• **INSTRUCTIONS TO FOLLOW**
Lines before the one containing "Task: locate the bamboo" are left out; copy that line and every later line through the end of the data exactly.

GIVEN RECORDS Start Marker

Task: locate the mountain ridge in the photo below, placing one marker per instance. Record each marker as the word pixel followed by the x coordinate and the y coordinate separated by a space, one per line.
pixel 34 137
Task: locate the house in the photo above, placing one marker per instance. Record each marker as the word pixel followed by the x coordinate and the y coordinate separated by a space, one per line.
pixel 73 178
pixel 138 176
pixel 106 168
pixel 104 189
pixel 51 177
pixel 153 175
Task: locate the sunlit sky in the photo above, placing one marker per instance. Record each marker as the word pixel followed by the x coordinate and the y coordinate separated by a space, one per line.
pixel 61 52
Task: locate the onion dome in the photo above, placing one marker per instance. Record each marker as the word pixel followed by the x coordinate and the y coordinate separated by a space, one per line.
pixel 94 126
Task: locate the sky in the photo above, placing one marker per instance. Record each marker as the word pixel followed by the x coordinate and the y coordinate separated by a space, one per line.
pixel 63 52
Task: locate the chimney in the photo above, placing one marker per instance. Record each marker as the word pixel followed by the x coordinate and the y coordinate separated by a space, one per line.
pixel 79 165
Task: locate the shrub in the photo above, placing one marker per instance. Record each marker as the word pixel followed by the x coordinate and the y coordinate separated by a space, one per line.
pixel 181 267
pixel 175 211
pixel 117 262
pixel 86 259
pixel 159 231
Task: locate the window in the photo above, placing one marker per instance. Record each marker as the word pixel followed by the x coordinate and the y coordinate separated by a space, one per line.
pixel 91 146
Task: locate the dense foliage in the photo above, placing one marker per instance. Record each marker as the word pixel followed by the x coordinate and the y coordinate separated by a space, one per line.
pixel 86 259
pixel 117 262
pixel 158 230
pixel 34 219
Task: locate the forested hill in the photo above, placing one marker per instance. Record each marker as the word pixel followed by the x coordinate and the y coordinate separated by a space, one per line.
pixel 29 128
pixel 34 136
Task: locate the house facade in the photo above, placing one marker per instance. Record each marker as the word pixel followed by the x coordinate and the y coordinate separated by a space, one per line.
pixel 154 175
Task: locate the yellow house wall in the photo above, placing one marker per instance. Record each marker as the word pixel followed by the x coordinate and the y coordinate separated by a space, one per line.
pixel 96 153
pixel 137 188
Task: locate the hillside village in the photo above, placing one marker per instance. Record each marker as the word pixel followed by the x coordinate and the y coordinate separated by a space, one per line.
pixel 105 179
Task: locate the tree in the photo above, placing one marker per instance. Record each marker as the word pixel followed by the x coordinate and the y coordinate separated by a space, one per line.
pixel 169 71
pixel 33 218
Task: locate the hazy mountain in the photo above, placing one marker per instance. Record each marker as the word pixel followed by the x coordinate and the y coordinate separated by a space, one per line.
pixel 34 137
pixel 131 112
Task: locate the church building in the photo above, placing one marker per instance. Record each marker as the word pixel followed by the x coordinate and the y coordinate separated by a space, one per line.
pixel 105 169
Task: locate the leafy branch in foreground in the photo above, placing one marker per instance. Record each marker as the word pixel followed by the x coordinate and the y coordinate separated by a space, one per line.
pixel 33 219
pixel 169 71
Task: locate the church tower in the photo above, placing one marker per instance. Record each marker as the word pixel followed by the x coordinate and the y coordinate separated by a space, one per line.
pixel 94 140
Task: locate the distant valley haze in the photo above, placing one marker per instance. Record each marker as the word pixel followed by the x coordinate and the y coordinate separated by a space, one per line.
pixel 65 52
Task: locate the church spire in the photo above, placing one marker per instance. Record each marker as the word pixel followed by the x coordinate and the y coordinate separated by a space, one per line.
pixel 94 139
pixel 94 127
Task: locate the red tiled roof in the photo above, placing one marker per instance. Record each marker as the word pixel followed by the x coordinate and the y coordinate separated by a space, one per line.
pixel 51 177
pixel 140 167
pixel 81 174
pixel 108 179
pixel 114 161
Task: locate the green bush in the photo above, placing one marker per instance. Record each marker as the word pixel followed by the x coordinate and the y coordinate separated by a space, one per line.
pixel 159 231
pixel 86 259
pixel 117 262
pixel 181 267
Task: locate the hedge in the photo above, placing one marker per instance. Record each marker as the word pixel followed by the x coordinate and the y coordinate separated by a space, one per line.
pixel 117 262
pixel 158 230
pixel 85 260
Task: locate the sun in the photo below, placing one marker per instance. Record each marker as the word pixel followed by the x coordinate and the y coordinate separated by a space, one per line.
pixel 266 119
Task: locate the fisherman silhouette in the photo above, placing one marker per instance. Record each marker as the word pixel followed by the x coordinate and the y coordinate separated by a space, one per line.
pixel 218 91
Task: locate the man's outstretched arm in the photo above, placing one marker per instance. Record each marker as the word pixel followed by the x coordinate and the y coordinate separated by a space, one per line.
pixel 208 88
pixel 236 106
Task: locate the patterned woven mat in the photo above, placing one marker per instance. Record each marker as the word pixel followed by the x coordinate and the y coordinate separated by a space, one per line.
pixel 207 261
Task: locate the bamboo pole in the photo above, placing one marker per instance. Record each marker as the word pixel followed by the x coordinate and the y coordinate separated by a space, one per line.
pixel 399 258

GIVEN RECORDS End Marker

• **ANSWER TO THIS PROBLEM**
Task: locate the bamboo pole in the photo above, placing one marker per instance. Record each marker as the word pixel followed by the x coordinate and the y coordinate separated by a space, one per line.
pixel 399 258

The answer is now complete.